== Data section ==
_ _ _ _ _ _ _

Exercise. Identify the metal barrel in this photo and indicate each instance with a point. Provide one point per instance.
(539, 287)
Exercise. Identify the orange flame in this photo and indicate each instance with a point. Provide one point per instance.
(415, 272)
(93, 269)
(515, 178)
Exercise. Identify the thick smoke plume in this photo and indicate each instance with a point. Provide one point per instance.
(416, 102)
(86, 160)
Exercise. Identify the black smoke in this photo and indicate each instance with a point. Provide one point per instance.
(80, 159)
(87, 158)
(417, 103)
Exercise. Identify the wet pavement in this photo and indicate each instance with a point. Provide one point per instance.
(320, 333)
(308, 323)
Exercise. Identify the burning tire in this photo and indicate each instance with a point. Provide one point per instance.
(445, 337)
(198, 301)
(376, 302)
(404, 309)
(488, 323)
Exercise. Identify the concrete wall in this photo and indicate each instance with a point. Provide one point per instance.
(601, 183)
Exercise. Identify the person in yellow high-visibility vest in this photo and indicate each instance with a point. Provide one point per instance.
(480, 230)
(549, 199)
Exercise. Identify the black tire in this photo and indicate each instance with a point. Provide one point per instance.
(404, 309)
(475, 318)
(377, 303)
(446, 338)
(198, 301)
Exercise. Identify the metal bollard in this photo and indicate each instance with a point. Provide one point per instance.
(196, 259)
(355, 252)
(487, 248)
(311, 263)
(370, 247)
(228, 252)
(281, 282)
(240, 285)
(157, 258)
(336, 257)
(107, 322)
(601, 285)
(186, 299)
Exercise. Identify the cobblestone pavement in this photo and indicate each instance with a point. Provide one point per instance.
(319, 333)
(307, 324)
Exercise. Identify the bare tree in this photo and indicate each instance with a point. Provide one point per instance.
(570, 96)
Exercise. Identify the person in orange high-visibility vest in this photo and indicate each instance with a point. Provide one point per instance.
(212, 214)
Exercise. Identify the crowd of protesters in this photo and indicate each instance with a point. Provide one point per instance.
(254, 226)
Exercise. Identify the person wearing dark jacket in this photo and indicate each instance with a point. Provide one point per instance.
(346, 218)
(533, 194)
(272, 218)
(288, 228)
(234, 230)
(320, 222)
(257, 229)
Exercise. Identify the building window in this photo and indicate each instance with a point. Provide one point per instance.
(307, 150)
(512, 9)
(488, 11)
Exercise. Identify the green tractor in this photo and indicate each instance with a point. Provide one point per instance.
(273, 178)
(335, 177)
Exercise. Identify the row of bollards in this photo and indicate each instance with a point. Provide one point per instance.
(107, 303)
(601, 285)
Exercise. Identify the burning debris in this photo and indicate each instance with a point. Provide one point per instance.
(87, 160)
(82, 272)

_ _ _ _ _ _ _

== Assigned task ==
What is needed is an exact transcription of all the data.

== Answer to this exercise ==
Exercise. Identify the metal barrel in this photo and indicate each instance with a point. Provide one point per instance.
(539, 287)
Exercise. Identify the orange flame in this photo and indicate each instance with a point. Provide one point per instance.
(415, 272)
(93, 269)
(515, 178)
Exercise. Identify the thick smoke plume in this photo and indicate each instance with a point. Provide one point per instance.
(416, 102)
(86, 160)
Exercise. Identify the black smoke in this photo and indicate each instance with a point. Provide one point per instance.
(80, 159)
(87, 158)
(417, 103)
Exercise. Identify the wet pavement in this photo and indicate each instance with a point. Provide one point per instance.
(320, 333)
(308, 323)
Exercise. Identify the burning tire in this photo and indicate each instance with a point. Provide one point per instance.
(445, 337)
(198, 301)
(376, 302)
(404, 309)
(488, 323)
Exercise. Identify the concrete wall in this photo and indicate each instance with a point. Provide one point per instance.
(601, 183)
Exercise. Identify the person in yellow high-visibility vest in this photo and indicate each instance with a point. Provide one point per instance.
(480, 230)
(549, 199)
Exercise. Identify the black tire in this photo and indicate each instance with a point. Provide one point per instance.
(404, 309)
(475, 318)
(377, 303)
(446, 338)
(198, 301)
Exercise. Identify the metal bollard in this photo and indicate each instance with a point. Provide one point per instance.
(196, 259)
(355, 252)
(487, 248)
(311, 263)
(370, 247)
(228, 252)
(281, 282)
(240, 285)
(157, 258)
(336, 257)
(107, 322)
(601, 285)
(186, 299)
Exercise. Identify the cobblestone pavement in this photo and indicate each instance with a point. Provide one point per instance.
(319, 333)
(307, 324)
Exercise. Identify the bare tree in this photo and indicate each instance with a point. Provide one point per instance.
(570, 96)
Exercise. Identify the person in orange high-visibility vest in this photo and indicate each instance with a point. Provide one point per instance.
(212, 214)
Exercise. Identify the crowd of protesters in this photo and indicate each instance with a point. Provide one point per instance.
(254, 226)
Exercise. Identify the person wearing dark jacket in this photo and indicate each instance with a point. Provide one point per instance.
(346, 218)
(533, 194)
(272, 218)
(288, 228)
(234, 230)
(320, 222)
(257, 229)
Exercise. Identify the building window in this photo and indicate each instance with a point. Provide one point per instance.
(307, 150)
(512, 9)
(488, 11)
Exercise. Identify the green tractor in this photo and indicate each instance with a point. Provide one point per instance.
(273, 178)
(335, 177)
Exercise. Identify the row of bollards in this photo and indicate each instance with a point. Provide one point per instance.
(107, 303)
(601, 285)
Exercise. Identify the burning debris in this photo and indicate each instance with a point. Provide one point per instance.
(87, 160)
(82, 272)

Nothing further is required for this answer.